Excerpted text

Given the results of auto contrast via histogram equalization, the lightness of the picture is lower than the original. Thus, I want to adjust the lightness of the image to make it looks better. So I decide to use Gamma Correction to adjust the grayscale values non-linearly to preserve the original color structure of the image while lighting the image up.

Fig6. After auto contrast and AWB, do nothing vs. gamma correction.

2.3.5 Pipelining

The whole pipeline of postprocessing is as follows:

Auto cropping
Auto contrast via histogram equalization on the V channel
Auto white balance
Gamma correction

2.4 Final Approach

First, auto cropping is applied to the three channels of the input image seperately and the intersection of the three crops is taken as the final cropped area. Then, an image pyramid is constructed (at most 5 levels) and displacement searching is applied at each level with different search range as stated in Section 2.1.2. Note that the similarity function used for alignment is NCC and is computed upon the edge image rather than the original one. The aligned image is then fed into the postprocessing pipeline as stated in Section 2.3.5.

3 Results

3.1 Visualization

All the final results of the example images are shown below.

I have selected two extra images from the collection and the results are shown below.

3.2 Displacement

The displacements for each of the example images are shown in the table below. Note that all images are aligned with B channel fixed. The displacements are shown in (x, y) format.

Name	displacement on the R channel	displacement on the G channel
train	(29, 85)	(6, 47)
workshop	(-12, 105)	(-1, 53)
melon	(14, 177)	(10, 80)
monastery	(2, 3)	(2, -3)
lady	(13, 120)	(10, 56)
harvesters	(10, 124)	(17, 60>
icon	(22, 87)	(16, 39)
emir	(40, 107)	(23, 49)
castle	(4, 98)	(4, 36)
cathedral	(3, 12)	(2, 5)
tobolsk	(3, 6)	(3, 3)
self_portrait	(37, 175)	(29, 77)
onion_church	(34, 107)	(24, 52)
three_generations	(8, 112)	(12, 56)

Dataset excerpt
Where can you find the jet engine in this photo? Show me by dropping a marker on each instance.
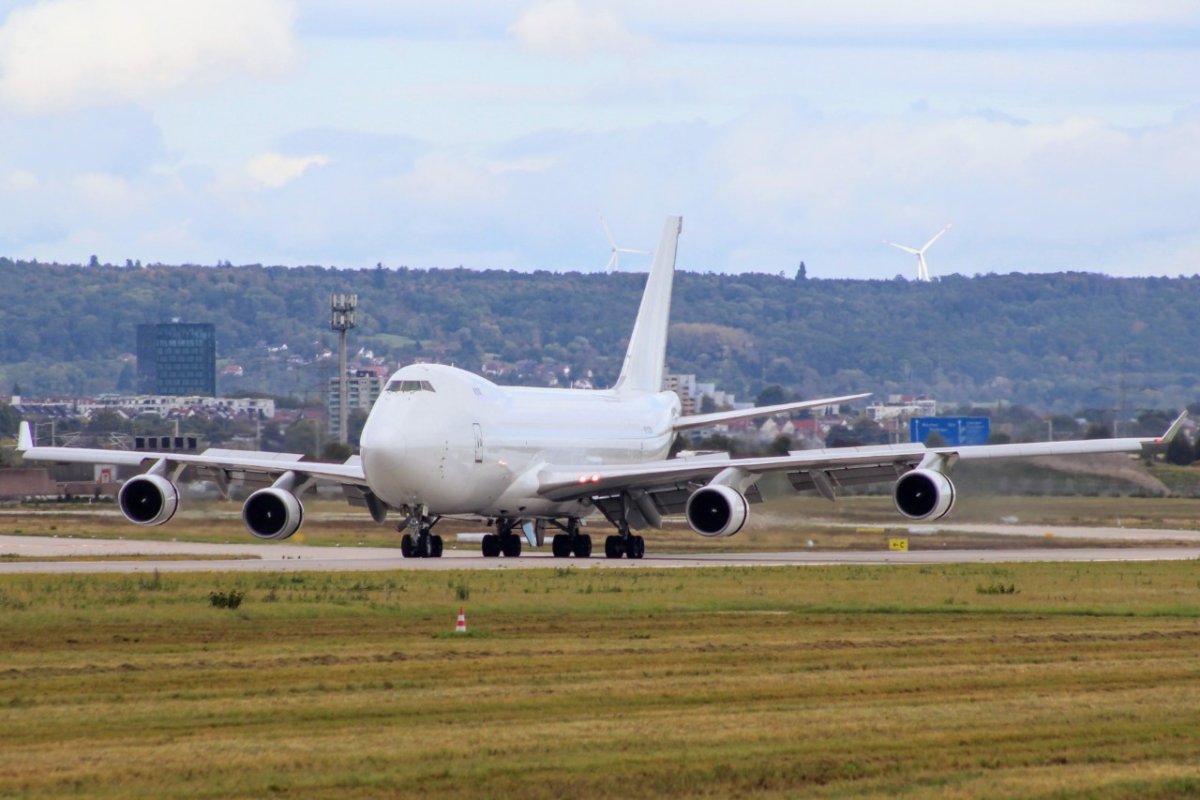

Brief 1
From the image-alignment text above, write out the passage that begins at the words "First, auto cropping" and stops after "results are shown below.".
Brief 2
According to the image-alignment text, which channel is held fixed when the example images are aligned?
Brief 3
List every step of the postprocessing pipeline given in the image-alignment text.

Right answer 1
First, auto cropping is applied to the three channels of the input image seperately and the intersection of the three crops is taken as the final cropped area. Then, an image pyramid is constructed (at most 5 levels) and displacement searching is applied at each level with different search range as stated in Section 2.1.2. Note that the similarity function used for alignment is NCC and is computed upon the edge image rather than the original one. The aligned image is then fed into the postprocessing pipeline as stated in Section 2.3.5.

3 Results

3.1 Visualization

All the final results of the example images are shown below.

I have selected two extra images from the collection and the results are shown below.

Right answer 2
The B channel is held fixed.

Right answer 3
- Auto cropping
- Auto contrast via histogram equalization on the V channel
- Auto white balance
- Gamma correction